━━━━━ Source

Noted, thank you! I'll look at those tools now, and try them.

> For independently load-testing disk, you can try dd or fio, while being cognizant of the disk cache. To avoid actual disk I/O I think you should be
> able to use a ram based disk in the dom0 instead of a physical disk. However, I wouldn't bother if you can reproduce with network only, until the
> network issue has been fixed.

Acknowledged, thanks.

> > maxmem=90112
> > vcpus=26
> This is fairly large.
> Have you tried both fewer cpus and less memory? If you can reproduce with iperf, which probably will reproduce more quickly, can you reproduce with
> memory=2048 and vcpus=1 or vcpus=2 for example? FYI the domU might not boot at all with vcpus=1 with some kernel versions.

I... have not.... and please pardon my ignorance here, but my guest
machine runs a lot of different things for our client, and definitely
needs the RAM (and I *think* needs the CPUs, although I confess that
I'm not sure how vcpus translate to available compute power.) I can
try the smaller numbers, but have not because to me it's off-point,
since my guest requires the larger number of resources we've
traditionally allocated.

> But I would try that only if none of the network changes show a difference.

Okay, understood.

> > 'rate=100Mb/s,mac=00:16:3f:49:4a:41,bridge=br0',
> You probably want try removing the vif rate limit. Using rate=... I got soft lockups on the dom0 many kernel versions ago. I don't know what happens
> if the soft lockups in the dom0 have been fixed - perhaps another problem remains in the domU.

━━━━━━━━━━
━━━━━ Data lines

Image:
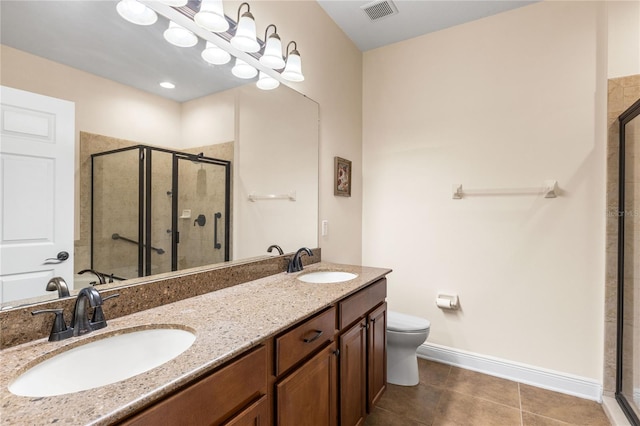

━━━━━━━━━━

**Your task**
Copy out the entire forum reply on Xen guest testing, word for word. The lines above play no part in what you need to do.

**Written reply**
Noted, thank you! I'll look at those tools now, and try them.

> For independently load-testing disk, you can try dd or fio, while being cognizant of the disk cache. To avoid actual disk I/O I think you should be
> able to use a ram based disk in the dom0 instead of a physical disk. However, I wouldn't bother if you can reproduce with network only, until the
> network issue has been fixed.

Acknowledged, thanks.

> > maxmem=90112
> > vcpus=26
> This is fairly large.
> Have you tried both fewer cpus and less memory? If you can reproduce with iperf, which probably will reproduce more quickly, can you reproduce with
> memory=2048 and vcpus=1 or vcpus=2 for example? FYI the domU might not boot at all with vcpus=1 with some kernel versions.

I... have not.... and please pardon my ignorance here, but my guest
machine runs a lot of different things for our client, and definitely
needs the RAM (and I *think* needs the CPUs, although I confess that
I'm not sure how vcpus translate to available compute power.) I can
try the smaller numbers, but have not because to me it's off-point,
since my guest requires the larger number of resources we've
traditionally allocated.

> But I would try that only if none of the network changes show a difference.

Okay, understood.

> > 'rate=100Mb/s,mac=00:16:3f:49:4a:41,bridge=br0',
> You probably want try removing the vif rate limit. Using rate=... I got soft lockups on the dom0 many kernel versions ago. I don't know what happens
> if the soft lockups in the dom0 have been fixed - perhaps another problem remains in the domU.